Copy out the whole listing exactly as written, leaving the pictures behind.
== SUPPLIED MATERIAL
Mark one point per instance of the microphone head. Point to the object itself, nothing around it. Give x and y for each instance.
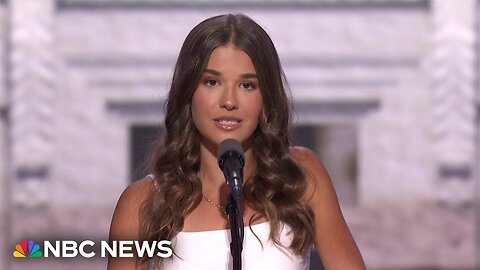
(230, 148)
(229, 145)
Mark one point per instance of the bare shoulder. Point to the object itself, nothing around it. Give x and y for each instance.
(317, 177)
(333, 240)
(126, 218)
(126, 221)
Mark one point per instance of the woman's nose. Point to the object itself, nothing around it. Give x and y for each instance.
(229, 99)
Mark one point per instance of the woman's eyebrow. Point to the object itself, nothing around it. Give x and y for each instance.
(218, 73)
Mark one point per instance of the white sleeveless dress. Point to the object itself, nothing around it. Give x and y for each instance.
(210, 250)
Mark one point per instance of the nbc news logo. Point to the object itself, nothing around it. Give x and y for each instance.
(27, 249)
(72, 249)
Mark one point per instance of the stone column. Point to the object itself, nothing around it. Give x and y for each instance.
(453, 65)
(3, 143)
(453, 84)
(31, 96)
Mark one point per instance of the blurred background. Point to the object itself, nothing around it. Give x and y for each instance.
(386, 92)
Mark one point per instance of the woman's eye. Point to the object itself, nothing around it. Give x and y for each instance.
(211, 82)
(248, 85)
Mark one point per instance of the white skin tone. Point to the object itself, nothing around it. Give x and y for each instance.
(227, 104)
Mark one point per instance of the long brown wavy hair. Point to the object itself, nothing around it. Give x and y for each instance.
(276, 186)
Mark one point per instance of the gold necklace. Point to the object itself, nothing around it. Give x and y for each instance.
(221, 207)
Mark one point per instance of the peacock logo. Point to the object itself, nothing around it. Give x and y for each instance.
(27, 249)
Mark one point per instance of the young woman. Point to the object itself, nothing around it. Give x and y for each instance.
(228, 83)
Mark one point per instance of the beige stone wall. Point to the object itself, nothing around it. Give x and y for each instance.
(95, 72)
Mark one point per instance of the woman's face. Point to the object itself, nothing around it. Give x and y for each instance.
(227, 101)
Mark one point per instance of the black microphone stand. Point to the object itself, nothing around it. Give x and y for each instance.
(234, 211)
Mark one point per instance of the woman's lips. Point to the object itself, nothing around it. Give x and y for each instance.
(227, 124)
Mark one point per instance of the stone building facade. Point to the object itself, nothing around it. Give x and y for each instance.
(385, 91)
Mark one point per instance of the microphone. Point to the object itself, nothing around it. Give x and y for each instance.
(231, 161)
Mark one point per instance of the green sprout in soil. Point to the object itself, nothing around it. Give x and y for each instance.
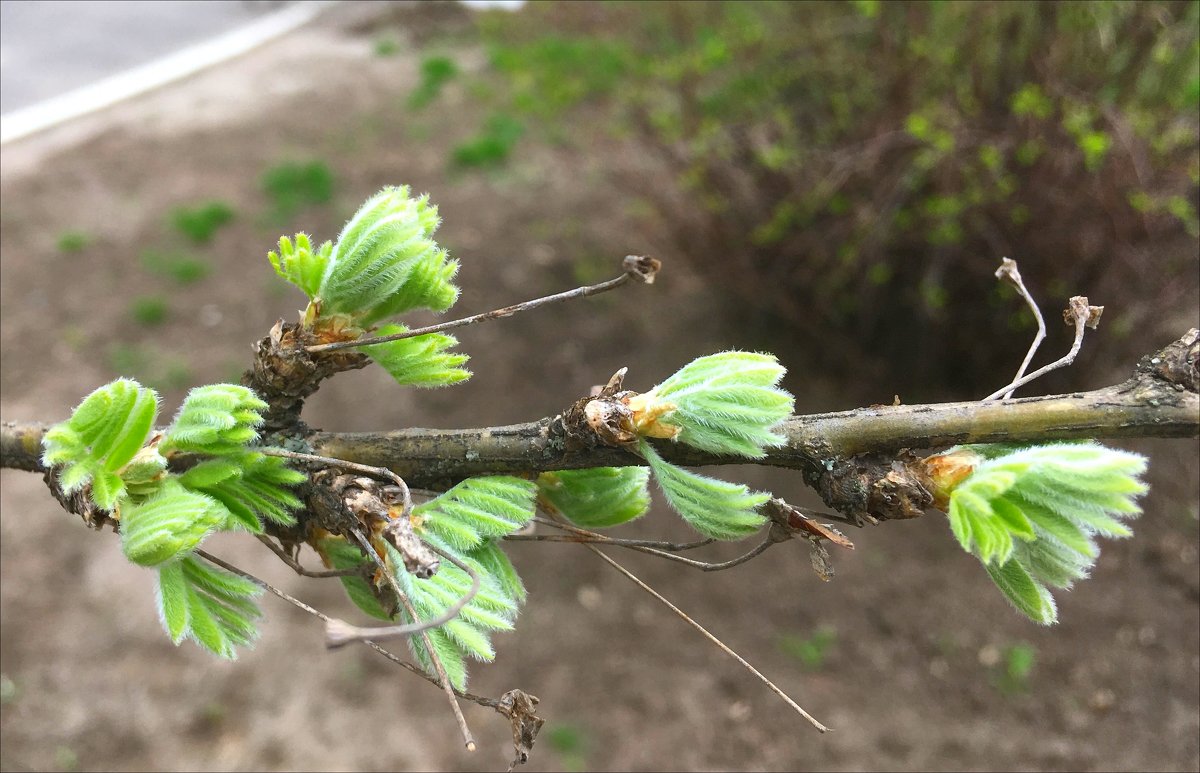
(183, 268)
(199, 222)
(811, 651)
(292, 186)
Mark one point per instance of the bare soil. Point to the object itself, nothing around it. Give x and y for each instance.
(912, 681)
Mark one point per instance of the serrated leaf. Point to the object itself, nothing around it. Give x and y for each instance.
(1030, 514)
(172, 595)
(714, 508)
(342, 555)
(216, 419)
(385, 261)
(168, 525)
(477, 509)
(300, 264)
(1029, 597)
(598, 497)
(103, 433)
(725, 403)
(419, 361)
(211, 606)
(495, 562)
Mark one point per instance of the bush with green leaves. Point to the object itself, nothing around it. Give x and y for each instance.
(841, 166)
(1030, 514)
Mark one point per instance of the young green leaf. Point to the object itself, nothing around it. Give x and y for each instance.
(385, 261)
(725, 403)
(477, 509)
(101, 437)
(300, 264)
(169, 523)
(339, 553)
(419, 361)
(598, 497)
(714, 508)
(209, 605)
(217, 419)
(1031, 514)
(251, 486)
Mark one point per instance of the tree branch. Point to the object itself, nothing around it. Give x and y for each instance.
(1161, 400)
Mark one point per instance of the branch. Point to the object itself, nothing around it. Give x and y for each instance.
(1161, 400)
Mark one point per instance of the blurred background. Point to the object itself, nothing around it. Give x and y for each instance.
(832, 181)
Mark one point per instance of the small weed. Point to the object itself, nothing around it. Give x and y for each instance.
(436, 72)
(199, 222)
(570, 743)
(810, 651)
(9, 690)
(387, 47)
(294, 185)
(1012, 675)
(492, 147)
(148, 365)
(183, 268)
(149, 310)
(72, 241)
(66, 757)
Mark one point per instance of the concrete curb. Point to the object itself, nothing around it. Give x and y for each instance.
(131, 83)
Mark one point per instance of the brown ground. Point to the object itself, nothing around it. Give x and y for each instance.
(90, 681)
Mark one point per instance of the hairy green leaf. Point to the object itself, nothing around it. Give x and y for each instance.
(211, 606)
(101, 437)
(342, 555)
(300, 264)
(385, 261)
(714, 508)
(478, 509)
(421, 360)
(217, 419)
(1031, 514)
(169, 523)
(598, 497)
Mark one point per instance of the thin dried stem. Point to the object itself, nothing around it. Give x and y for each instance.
(635, 268)
(330, 461)
(1009, 271)
(468, 739)
(585, 537)
(489, 702)
(340, 633)
(295, 564)
(1083, 316)
(713, 639)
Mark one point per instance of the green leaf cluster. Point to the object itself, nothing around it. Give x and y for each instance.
(725, 403)
(100, 438)
(163, 516)
(598, 497)
(467, 521)
(1031, 515)
(420, 360)
(714, 508)
(385, 261)
(211, 606)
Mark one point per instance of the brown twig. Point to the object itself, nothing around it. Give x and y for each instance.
(1009, 271)
(468, 739)
(635, 268)
(709, 636)
(1083, 316)
(340, 633)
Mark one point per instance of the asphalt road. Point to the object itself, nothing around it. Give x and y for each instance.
(48, 48)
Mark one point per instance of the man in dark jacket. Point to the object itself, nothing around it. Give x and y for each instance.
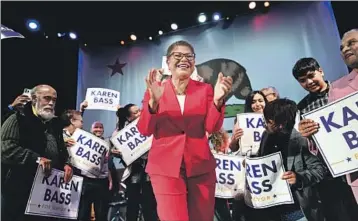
====
▸ **FINISHED EXERCISE**
Mark one point per instance of the microphone head. Point to the object itself, nothing around it. Give x and y for each instance.
(230, 148)
(229, 145)
Mark one point per instance of the bare shoulder. Point to the object itself, nothing around it. Give x and y for each instance.
(317, 177)
(333, 240)
(126, 218)
(126, 221)
Mark one point per instance of the woman's nose. Point to the object itself, nothing around it. Give x and y for each instance.
(229, 99)
Mark one point per instance of the woman's eyebrow. Point to the object itself, nothing around it. Give x and y for each instance.
(218, 73)
Mark one point per instance of the white sleeveless dress. Point to the object itself, nothing around it. Give x and y for each instance.
(210, 250)
Mark one point per instance of the nbc news logo. Point to the object itself, nothing around it. Give x and y for each instance.
(27, 249)
(72, 249)
Mark one point per instance of the stone column. Point to the object itself, nothing around it. Give x and y for each instance.
(453, 65)
(3, 143)
(453, 84)
(31, 96)
Mark one point per instance of the blurred background. Point to the object itself, nothing around it. Give x and y for each instance.
(386, 92)
Mark one point per instance of the woman's eye. Point to the object itself, nothing around it. Give x and y for each instance.
(211, 82)
(248, 85)
Mark one point per instance of the white skin tone. Point to the object itself, nothing around it. Give x and y for each instance.
(227, 104)
Mark one point per instance of the long brown wavy hair. Point to the object itself, nothing around it. Give x and y for each instance.
(276, 186)
Mark one point per instance of the gold necklace. Point to the object itself, nothing around it. Give x and y for each instance.
(221, 207)
Mark one point per instance of the peacock logo. Point to the object itself, nothing around it. Give x and y for each instance.
(27, 249)
Mark one point per instance of the young woman. Point to the object itself, nothing around it. Give x and y for each instance.
(228, 83)
Mark one point per instance of the beige stone wall. Point to the object itself, nothing around it. Give x and y for each instance.
(95, 72)
Mark one point per instance of the woman's face. Point to the object itself, nothing around it. Give x and y for each instance.
(227, 101)
Mark one point per instance of the black microphone stand. Point to the object itself, nothing around it. Give x and y for each instance.
(234, 211)
Mark one point per instance of the woman's lips. Point to the object itself, nothing around it. Give x and y for each instance.
(227, 124)
Mark one point per instance of the stone building facade. Point to the object itself, nothing around it. Give x and y for each instance.
(385, 91)
Mark one point per instance of the microphone. Point to the object itself, nothing around it. Give x and y for each instance.
(231, 161)
Mark one point per instance of the green sprout in soil. Point to the object itself, nothing around it. Give x and y for each instance.
(183, 268)
(199, 222)
(811, 651)
(292, 186)
Mark one point per instance of the bare soil. Point to the object itself, nothing around it. Give x and y for each instance.
(912, 681)
Mark one point per instance of the serrated leaf. Point to the object itself, nothing around it. Give x and y for each instance.
(1030, 514)
(172, 595)
(714, 508)
(342, 555)
(216, 419)
(385, 261)
(168, 525)
(477, 509)
(300, 264)
(1029, 597)
(598, 497)
(103, 433)
(725, 403)
(419, 361)
(211, 606)
(495, 562)
Mark one point per instance of the bush with green leaves. Point to the object itself, nothing around it. Give x and y for each instance.
(841, 166)
(1030, 514)
Mark one point per instance of the young green leaf. Point to the object itself, nothing around it. Give x and y for each instance.
(385, 261)
(725, 403)
(477, 509)
(101, 437)
(300, 264)
(169, 523)
(339, 553)
(419, 361)
(598, 497)
(714, 508)
(209, 605)
(217, 419)
(1031, 514)
(251, 486)
Mark one point per instance of the tree branch. Point to the object itself, nothing around it. Give x and y for each instance.
(1161, 400)
Mark one point per instance of the branch. Point to the object itself, nothing around it. Give x and y for each instance.
(1161, 400)
Mark one point per instance of the blurred background. Point to the object itself, nothing around it. Give x and y for each instance.
(832, 181)
Mark one point per instance of the small weed. Point to the object itself, nothing around it. Give x and y for each instance.
(436, 72)
(199, 222)
(570, 743)
(810, 651)
(9, 690)
(387, 47)
(294, 185)
(1012, 675)
(492, 147)
(148, 365)
(183, 268)
(149, 310)
(72, 241)
(66, 757)
Mark one point per instance of the concrete curb. Point to the object itself, nothing around it. Give x and y for each instance.
(131, 83)
Mark one point per instance of the brown ground. Point to the object itself, nothing around it. Give x and y for each instance.
(90, 681)
Mark one point per instance of the hairy green leaf. Point to the object itself, nothing around it. Give x and y for each instance.
(211, 606)
(101, 437)
(342, 555)
(300, 264)
(385, 261)
(714, 508)
(478, 509)
(421, 360)
(217, 419)
(1031, 514)
(169, 523)
(598, 497)
Mark one point per instance of the thin dried stem. Point to the object itself, nothing around it. Give x and y for each instance.
(635, 268)
(330, 461)
(1009, 271)
(468, 739)
(585, 537)
(489, 702)
(340, 633)
(295, 564)
(1083, 316)
(713, 639)
Mark one point per instance of the green leaf cluster. Point to the object itself, nothing around it. Give x and y for each instance.
(725, 403)
(100, 438)
(163, 516)
(598, 497)
(467, 521)
(1031, 515)
(420, 360)
(714, 508)
(385, 261)
(211, 606)
Mark one point per instance of the brown twig. Point to the object itself, nothing around it. Give x and y for each instance.
(1009, 271)
(468, 739)
(635, 268)
(709, 636)
(1083, 316)
(340, 633)
Mark one point per instance of the asphalt road. Point to the object itself, nothing around it. Give x and y for each instance.
(48, 48)
Mark one point per instance of the man in dark jacket. Point to the object itself, nothing around it. Give x and y for each instance.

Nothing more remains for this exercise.